## TASK DIRECTIONS
Retype the following records exactly and exclude the pictures.

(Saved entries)
_ _ _ _ _ _ _

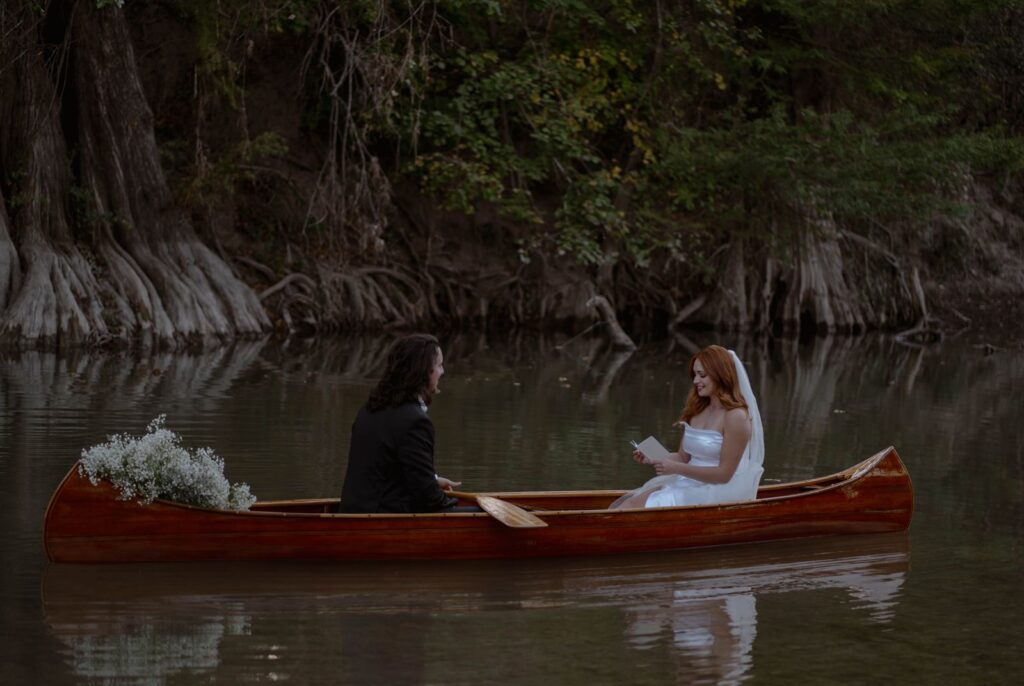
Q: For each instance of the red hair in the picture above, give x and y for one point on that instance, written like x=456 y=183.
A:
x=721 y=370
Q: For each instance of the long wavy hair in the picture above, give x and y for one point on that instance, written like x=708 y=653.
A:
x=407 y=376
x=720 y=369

_ _ _ _ _ _ _

## YOUR SOLUTION
Q: For each instance of the red hair in the picture above, give x and y for one point on that instance, written like x=456 y=183.
A:
x=721 y=370
Q: For each instance of the long wavy hair in the picture above, give x and y for one point on that instance, written like x=708 y=653.
A:
x=407 y=376
x=720 y=369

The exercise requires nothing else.